**Records for processing**

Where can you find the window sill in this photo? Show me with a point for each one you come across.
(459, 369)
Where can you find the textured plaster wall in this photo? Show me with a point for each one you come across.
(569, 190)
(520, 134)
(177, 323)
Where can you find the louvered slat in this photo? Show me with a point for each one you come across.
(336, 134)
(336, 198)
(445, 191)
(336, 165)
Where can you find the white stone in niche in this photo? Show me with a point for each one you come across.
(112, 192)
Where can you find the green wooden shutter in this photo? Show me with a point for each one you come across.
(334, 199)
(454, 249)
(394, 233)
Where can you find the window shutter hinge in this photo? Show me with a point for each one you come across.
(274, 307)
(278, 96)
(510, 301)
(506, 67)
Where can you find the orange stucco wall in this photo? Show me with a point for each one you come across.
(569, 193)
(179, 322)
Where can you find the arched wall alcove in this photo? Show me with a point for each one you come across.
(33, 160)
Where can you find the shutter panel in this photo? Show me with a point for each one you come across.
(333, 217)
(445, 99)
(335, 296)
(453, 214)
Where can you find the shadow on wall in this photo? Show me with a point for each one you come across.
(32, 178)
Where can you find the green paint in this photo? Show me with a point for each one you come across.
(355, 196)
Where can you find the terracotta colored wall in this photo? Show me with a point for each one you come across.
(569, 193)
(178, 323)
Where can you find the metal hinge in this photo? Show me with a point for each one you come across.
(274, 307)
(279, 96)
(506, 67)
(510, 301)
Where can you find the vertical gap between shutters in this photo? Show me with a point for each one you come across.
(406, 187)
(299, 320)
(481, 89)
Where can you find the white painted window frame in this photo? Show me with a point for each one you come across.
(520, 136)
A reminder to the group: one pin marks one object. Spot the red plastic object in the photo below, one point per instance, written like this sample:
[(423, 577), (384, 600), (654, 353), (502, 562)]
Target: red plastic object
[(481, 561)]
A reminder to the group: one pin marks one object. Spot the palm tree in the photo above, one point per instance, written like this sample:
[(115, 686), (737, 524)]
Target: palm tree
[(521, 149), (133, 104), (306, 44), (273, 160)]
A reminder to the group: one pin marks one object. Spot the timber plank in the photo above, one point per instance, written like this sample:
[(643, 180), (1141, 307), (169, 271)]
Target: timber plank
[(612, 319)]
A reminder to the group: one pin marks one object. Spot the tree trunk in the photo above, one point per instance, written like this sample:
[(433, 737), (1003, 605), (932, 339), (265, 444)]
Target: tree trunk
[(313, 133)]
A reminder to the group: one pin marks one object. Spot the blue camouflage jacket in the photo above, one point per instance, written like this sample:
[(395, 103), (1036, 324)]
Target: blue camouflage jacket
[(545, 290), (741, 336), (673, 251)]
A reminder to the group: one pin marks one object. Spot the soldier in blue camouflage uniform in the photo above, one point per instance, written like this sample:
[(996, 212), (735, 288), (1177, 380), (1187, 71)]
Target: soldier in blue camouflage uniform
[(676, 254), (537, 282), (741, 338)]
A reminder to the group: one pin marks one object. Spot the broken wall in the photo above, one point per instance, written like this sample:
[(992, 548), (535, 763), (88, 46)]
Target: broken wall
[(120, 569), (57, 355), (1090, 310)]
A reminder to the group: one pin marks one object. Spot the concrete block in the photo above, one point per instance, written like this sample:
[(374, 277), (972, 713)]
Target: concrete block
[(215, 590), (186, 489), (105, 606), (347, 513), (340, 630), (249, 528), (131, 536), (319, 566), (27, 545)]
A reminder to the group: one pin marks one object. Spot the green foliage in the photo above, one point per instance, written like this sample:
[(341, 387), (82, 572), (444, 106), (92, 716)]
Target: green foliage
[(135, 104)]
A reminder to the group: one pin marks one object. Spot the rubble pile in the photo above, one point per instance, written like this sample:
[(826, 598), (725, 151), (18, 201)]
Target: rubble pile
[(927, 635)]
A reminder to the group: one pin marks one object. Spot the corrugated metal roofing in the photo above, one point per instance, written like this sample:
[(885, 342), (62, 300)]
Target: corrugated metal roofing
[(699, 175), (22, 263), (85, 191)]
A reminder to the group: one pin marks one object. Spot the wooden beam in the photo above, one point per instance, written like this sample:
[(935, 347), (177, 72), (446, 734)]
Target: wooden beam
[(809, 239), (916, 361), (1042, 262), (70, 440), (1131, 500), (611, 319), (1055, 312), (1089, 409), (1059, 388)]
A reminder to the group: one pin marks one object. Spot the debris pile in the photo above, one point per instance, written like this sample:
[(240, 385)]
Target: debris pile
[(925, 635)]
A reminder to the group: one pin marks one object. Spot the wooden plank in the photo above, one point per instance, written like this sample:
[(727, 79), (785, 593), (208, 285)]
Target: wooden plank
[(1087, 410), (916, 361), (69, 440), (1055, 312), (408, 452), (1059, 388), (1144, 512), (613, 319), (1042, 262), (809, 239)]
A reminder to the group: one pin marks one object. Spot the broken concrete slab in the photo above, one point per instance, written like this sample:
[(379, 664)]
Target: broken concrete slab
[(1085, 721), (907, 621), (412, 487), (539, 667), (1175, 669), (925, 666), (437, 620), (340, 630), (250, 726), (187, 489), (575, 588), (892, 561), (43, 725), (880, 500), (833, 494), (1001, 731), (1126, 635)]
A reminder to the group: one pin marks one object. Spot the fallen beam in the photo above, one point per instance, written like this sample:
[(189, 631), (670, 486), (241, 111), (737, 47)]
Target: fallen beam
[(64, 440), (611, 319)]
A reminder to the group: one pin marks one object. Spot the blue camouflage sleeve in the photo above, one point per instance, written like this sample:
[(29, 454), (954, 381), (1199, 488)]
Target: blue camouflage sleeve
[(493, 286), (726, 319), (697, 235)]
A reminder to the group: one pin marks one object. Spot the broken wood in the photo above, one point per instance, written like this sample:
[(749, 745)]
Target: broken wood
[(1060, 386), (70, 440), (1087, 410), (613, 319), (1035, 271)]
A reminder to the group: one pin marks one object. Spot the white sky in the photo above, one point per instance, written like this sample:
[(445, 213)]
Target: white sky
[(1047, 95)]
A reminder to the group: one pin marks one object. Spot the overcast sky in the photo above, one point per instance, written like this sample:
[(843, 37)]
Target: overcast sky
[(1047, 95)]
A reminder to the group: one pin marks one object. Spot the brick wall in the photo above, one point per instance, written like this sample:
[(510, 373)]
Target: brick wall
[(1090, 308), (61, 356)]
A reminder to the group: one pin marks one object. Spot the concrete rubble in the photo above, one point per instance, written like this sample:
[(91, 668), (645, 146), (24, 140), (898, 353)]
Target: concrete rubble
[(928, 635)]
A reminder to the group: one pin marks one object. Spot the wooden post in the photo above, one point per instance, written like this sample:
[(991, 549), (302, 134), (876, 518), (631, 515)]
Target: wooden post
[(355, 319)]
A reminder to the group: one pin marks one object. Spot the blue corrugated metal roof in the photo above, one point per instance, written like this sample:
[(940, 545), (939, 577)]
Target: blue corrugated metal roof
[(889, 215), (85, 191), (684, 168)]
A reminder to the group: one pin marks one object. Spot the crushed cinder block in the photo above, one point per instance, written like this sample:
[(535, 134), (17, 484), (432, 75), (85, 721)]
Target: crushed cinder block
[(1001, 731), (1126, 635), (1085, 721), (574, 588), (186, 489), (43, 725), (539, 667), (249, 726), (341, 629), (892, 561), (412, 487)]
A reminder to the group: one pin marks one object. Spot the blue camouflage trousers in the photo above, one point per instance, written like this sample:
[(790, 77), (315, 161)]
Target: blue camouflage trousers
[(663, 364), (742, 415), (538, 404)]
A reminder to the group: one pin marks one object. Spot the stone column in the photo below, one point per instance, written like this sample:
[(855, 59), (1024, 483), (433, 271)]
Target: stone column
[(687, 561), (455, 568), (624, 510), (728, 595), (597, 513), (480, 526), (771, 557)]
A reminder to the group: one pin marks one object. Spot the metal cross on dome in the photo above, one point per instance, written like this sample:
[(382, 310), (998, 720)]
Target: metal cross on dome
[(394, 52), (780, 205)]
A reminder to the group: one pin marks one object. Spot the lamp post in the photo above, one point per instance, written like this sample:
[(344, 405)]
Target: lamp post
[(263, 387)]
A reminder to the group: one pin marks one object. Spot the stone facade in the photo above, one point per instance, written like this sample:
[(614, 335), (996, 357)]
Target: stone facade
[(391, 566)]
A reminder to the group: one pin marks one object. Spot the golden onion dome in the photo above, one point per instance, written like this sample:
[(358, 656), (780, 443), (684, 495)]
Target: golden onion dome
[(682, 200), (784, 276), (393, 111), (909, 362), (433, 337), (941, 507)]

**Stated exercise**
From the line containing "camouflage trousers in" through the final line of the listing above, retype every line exactly; leave out everything else.

**Output**
A reminder to the group: one pin marks one object. Spot the blue camouflage trousers in the photo above, one point per instance, written like this sample:
[(790, 77), (315, 161)]
Target: blue camouflage trousers
[(663, 364), (742, 415), (538, 404)]
A reminder to the group: one pin marks one object. Spot the stone column in the photo below, one point per instance, written like this sample:
[(855, 59), (1024, 483), (433, 271)]
Target: stone column
[(687, 561), (455, 568), (624, 510), (728, 595), (597, 513), (480, 526), (771, 557)]
A reminder to the group: one pin marks one object. Spot the metal cross on dome in the photo above, one point per instance, written like this sample:
[(382, 310), (998, 720)]
Target: metal cross on dome
[(394, 52), (780, 205)]
A reminder to the group: one pin marks one object. Spot the lamp post in the photo above, one point per instance, written like this sample:
[(344, 405)]
Target: lamp post
[(263, 387)]
A reminder to the group: one pin marks one object. Spot the stone facade in the photo above, one point per instance, written like this sample:
[(614, 335), (996, 357)]
Target: stone facade
[(391, 566)]
A reminder to the group: one pin marks one object. Spot the golden onion dome in the photo above, one point per instance, written like this sample:
[(358, 656), (780, 443), (684, 495)]
Target: golden onion dome
[(682, 200), (784, 276), (393, 111), (909, 362), (433, 337), (941, 507)]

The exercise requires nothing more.